EXERCISE DIRECTIONS =>
Count the lines in the material below that contain the word "post". Reply with the number only.

THE INPUT =>
-=-=-

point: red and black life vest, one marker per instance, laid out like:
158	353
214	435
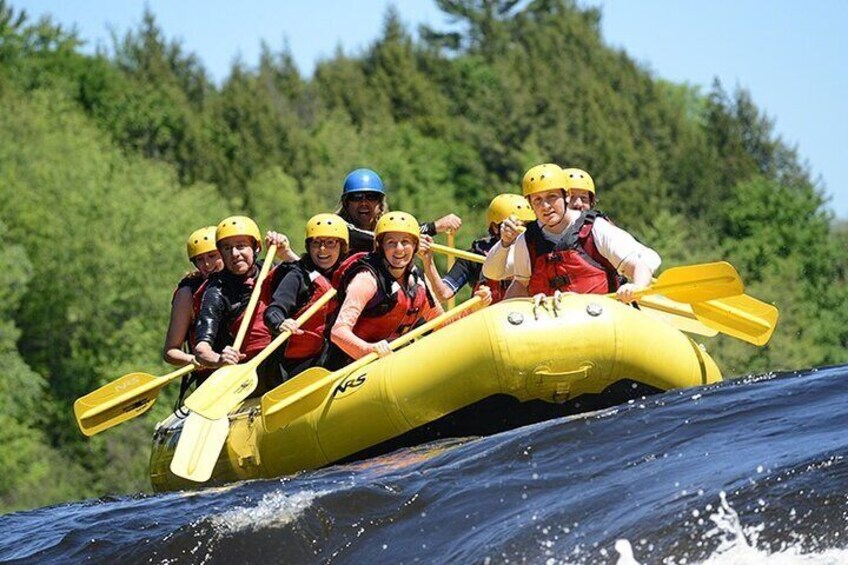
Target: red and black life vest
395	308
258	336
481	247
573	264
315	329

-=-=-

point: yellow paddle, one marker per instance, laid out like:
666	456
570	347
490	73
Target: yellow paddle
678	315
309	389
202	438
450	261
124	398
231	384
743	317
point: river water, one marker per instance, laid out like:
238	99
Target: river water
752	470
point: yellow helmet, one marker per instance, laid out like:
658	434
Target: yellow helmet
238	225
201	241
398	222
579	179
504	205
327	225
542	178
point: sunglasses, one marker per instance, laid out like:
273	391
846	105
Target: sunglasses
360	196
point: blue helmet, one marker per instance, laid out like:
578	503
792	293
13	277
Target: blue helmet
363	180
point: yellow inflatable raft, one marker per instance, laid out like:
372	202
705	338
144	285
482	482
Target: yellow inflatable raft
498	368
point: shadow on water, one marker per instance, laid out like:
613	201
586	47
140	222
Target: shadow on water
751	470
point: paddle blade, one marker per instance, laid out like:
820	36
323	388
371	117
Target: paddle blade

-=-=-

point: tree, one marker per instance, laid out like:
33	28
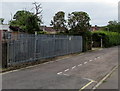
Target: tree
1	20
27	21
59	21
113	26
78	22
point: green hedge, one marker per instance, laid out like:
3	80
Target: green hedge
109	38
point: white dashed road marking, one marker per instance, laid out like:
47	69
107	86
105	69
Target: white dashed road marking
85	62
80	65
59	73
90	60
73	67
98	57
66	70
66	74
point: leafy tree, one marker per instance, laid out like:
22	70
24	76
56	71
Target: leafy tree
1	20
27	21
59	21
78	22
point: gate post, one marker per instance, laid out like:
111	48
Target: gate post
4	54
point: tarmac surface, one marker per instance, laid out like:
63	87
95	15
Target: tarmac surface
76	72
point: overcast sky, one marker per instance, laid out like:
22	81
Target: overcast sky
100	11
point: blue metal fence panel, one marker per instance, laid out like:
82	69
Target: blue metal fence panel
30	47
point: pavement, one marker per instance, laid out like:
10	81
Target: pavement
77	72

-=-=-

SOLUTION FOR THIS PROBLEM =>
2